---------- Records provided ----------

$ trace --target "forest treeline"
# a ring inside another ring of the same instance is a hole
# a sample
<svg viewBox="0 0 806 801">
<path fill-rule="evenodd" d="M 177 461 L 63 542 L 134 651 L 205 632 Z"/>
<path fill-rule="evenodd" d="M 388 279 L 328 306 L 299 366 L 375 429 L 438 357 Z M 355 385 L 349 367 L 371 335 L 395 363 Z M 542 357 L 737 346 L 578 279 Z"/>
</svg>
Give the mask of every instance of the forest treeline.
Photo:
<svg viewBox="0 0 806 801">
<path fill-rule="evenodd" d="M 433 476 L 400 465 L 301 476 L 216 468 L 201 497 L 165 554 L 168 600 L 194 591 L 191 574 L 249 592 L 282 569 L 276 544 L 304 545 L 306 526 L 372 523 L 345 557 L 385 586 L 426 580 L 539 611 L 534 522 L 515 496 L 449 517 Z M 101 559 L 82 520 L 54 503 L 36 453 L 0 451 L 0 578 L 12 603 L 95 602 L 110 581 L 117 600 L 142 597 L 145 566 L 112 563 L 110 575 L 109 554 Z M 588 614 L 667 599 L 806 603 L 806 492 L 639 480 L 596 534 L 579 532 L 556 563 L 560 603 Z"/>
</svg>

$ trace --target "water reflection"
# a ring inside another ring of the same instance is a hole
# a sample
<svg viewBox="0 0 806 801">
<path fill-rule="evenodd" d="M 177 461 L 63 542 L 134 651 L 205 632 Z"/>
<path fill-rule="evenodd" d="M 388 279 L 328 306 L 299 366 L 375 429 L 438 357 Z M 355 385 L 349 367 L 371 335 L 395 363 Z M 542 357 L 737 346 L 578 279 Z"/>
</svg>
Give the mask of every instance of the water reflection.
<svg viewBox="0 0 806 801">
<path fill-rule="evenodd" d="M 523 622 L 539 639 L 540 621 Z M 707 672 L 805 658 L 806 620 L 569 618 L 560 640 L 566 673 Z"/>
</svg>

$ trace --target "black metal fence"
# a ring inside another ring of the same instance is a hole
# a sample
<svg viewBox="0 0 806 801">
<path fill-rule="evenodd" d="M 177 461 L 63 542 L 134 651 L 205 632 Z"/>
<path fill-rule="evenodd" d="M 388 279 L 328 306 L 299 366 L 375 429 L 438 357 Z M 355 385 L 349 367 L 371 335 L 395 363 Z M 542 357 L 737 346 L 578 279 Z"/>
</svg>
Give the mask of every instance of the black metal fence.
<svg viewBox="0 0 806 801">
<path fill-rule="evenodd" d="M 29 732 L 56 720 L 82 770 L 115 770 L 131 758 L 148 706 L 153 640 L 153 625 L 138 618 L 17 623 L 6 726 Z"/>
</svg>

----------

## Given problem
Reproduce the entries above in full by retyping them exactly.

## Solution to the problem
$ trace --target "forest treeline"
# a ring inside another ring of the same instance is a hole
# a sample
<svg viewBox="0 0 806 801">
<path fill-rule="evenodd" d="M 177 461 L 63 542 L 134 651 L 205 632 Z"/>
<path fill-rule="evenodd" d="M 388 279 L 328 306 L 299 366 L 375 429 L 438 357 Z M 355 385 L 349 367 L 371 335 L 395 363 Z M 542 357 L 737 346 L 578 279 Z"/>
</svg>
Give the mask of every instance of the forest treeline.
Photo:
<svg viewBox="0 0 806 801">
<path fill-rule="evenodd" d="M 433 476 L 400 465 L 301 476 L 216 468 L 201 497 L 165 554 L 168 600 L 194 591 L 191 574 L 249 592 L 282 569 L 276 544 L 304 545 L 306 526 L 372 523 L 345 557 L 385 586 L 426 580 L 539 611 L 534 522 L 515 496 L 449 517 Z M 101 559 L 82 520 L 54 503 L 36 453 L 0 451 L 0 578 L 12 603 L 95 602 L 110 581 L 117 600 L 142 597 L 145 566 L 112 563 L 110 575 L 109 554 Z M 588 614 L 667 599 L 806 603 L 806 492 L 639 480 L 596 534 L 579 532 L 556 563 L 560 603 Z"/>
</svg>

$ trace --target "water reflection"
# a ring inside another ring of the same instance is a hole
# a sample
<svg viewBox="0 0 806 801">
<path fill-rule="evenodd" d="M 177 461 L 63 542 L 134 651 L 205 632 Z"/>
<path fill-rule="evenodd" d="M 388 279 L 328 306 L 299 366 L 375 429 L 438 357 Z M 355 385 L 349 367 L 371 335 L 395 363 Z M 542 357 L 737 346 L 578 279 Z"/>
</svg>
Give the mask of every instance of the water reflection.
<svg viewBox="0 0 806 801">
<path fill-rule="evenodd" d="M 523 622 L 539 639 L 540 621 Z M 707 672 L 805 658 L 806 620 L 569 618 L 560 640 L 566 673 Z"/>
</svg>

$ trace --target "black metal fence"
# a ring inside another ring of the same instance is a hole
# a sample
<svg viewBox="0 0 806 801">
<path fill-rule="evenodd" d="M 177 461 L 63 542 L 134 651 L 205 632 Z"/>
<path fill-rule="evenodd" d="M 388 279 L 328 306 L 299 366 L 375 429 L 438 357 Z M 355 385 L 349 367 L 371 335 L 395 363 Z M 542 357 L 737 346 L 578 279 Z"/>
</svg>
Give the mask of every instance of the black metal fence.
<svg viewBox="0 0 806 801">
<path fill-rule="evenodd" d="M 29 732 L 56 720 L 82 770 L 115 770 L 131 758 L 148 706 L 153 640 L 153 625 L 138 618 L 17 623 L 6 726 Z"/>
</svg>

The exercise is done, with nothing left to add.